■ **YOUR ASSIGNMENT**
Copy all of the records word for word.
***** DATASET ENTRIES *****
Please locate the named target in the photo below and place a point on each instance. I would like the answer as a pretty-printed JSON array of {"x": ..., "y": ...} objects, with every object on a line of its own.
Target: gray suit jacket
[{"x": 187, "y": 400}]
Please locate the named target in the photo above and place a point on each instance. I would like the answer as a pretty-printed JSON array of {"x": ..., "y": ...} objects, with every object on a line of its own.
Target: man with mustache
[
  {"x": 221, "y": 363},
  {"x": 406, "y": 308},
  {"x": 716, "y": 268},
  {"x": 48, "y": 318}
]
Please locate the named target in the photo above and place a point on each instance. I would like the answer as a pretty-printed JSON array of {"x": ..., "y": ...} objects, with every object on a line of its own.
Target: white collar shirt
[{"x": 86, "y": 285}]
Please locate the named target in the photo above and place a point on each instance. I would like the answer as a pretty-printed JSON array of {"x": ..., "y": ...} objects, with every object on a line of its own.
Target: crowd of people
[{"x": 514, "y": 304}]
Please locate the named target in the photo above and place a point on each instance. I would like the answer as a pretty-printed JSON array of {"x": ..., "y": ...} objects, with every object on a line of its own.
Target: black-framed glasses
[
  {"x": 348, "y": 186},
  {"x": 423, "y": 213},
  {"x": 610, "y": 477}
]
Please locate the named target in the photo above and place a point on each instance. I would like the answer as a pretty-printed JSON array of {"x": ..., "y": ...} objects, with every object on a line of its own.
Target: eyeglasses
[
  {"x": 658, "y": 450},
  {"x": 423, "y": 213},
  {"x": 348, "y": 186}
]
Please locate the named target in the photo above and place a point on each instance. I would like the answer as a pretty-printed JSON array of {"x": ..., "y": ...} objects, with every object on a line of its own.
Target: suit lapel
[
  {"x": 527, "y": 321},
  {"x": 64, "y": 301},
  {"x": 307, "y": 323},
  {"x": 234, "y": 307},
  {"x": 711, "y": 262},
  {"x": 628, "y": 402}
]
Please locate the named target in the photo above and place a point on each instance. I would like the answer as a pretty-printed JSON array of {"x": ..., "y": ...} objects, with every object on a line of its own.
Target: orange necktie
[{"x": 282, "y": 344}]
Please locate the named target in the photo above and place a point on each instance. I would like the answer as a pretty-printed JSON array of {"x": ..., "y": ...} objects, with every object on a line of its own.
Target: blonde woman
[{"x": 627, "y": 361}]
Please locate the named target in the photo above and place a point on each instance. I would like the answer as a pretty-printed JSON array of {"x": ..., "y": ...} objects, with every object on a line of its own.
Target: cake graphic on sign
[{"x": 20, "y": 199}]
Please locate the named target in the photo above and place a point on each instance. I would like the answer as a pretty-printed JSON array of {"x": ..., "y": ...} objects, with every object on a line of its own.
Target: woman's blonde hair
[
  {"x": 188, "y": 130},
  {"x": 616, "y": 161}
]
*****
■ **RESULT OF THIS EXERCISE**
Please locate the named target in the photo below and place a point on each instance. I would like the answer as a pretty-printed JSON array of {"x": ..., "y": ...} objects, with every object on a line of its own.
Target: gray suit jacket
[{"x": 187, "y": 400}]
Please locate the named target in the photo above and place a point on each instance. I would like the answer as a pretty-printed JSON array of {"x": ..., "y": ...} objects, with every object on a line of its own.
Target: man with mustache
[
  {"x": 221, "y": 363},
  {"x": 406, "y": 308},
  {"x": 716, "y": 268},
  {"x": 48, "y": 318}
]
Please locate the named target in the photo above and place a point on each instance. I would like the answer as a pretty-printed JSON array of {"x": ..., "y": ...} objects, with every object on a line of its own.
Target: white collar shirt
[{"x": 86, "y": 285}]
Please locate the named target in the photo above and place a point on each instance. I would like the answer as a pretty-printed JSON array of {"x": ..., "y": ...} objects, with every object on a line of its own.
Target: crowd of people
[{"x": 514, "y": 304}]
Please locate the named target in the photo above and place a point on each instance. I would like the answer as a pretty-printed JSON array of {"x": ..., "y": ...} objects, with every object on a line of its own.
Target: black-framed glasses
[
  {"x": 348, "y": 186},
  {"x": 423, "y": 213},
  {"x": 610, "y": 477}
]
Please locate the named target in the photo above and place a point on each instance. I would like the answer as a pretty-printed JSON array of {"x": ..., "y": ...} objects, with every object on a line of its own.
Target: eyeglasses
[
  {"x": 658, "y": 450},
  {"x": 423, "y": 213},
  {"x": 348, "y": 186}
]
Please locate the named target in the photo above and place a point on each instance. I would like the answer as a pretty-printed JSON array of {"x": ..., "y": ...} objects, with every object on a line of its own.
Target: suit lapel
[
  {"x": 527, "y": 321},
  {"x": 64, "y": 301},
  {"x": 307, "y": 323},
  {"x": 234, "y": 307},
  {"x": 711, "y": 262},
  {"x": 628, "y": 402}
]
Please locate the named target in the photo above and place a point on each instance. I would like the answer as a pretty-printed JSON array of {"x": ..., "y": ...} objects, with every object on a line of its own.
Target: orange necktie
[{"x": 282, "y": 344}]
Please locate the named target in the photo above and place a point on each instance. I would like the answer as a pretty-printed JSON array of {"x": ..., "y": ...} objects, with every object on a line of its own.
Target: blonde woman
[{"x": 627, "y": 361}]
Please locate the named target in the photo above and place a point on each instance. I would like the answer as a pretty-printed JSON array of {"x": ..., "y": ...} objects, with every object on a line of its own.
Target: cake graphic on sign
[{"x": 20, "y": 199}]
Please locate the named target in the photo above and place a point on each instance. I would like the answer as a pretty-printed JSON array of {"x": ..., "y": ...} objects, with every object on a line of its own.
Target: woman's blonde hair
[
  {"x": 188, "y": 130},
  {"x": 616, "y": 161}
]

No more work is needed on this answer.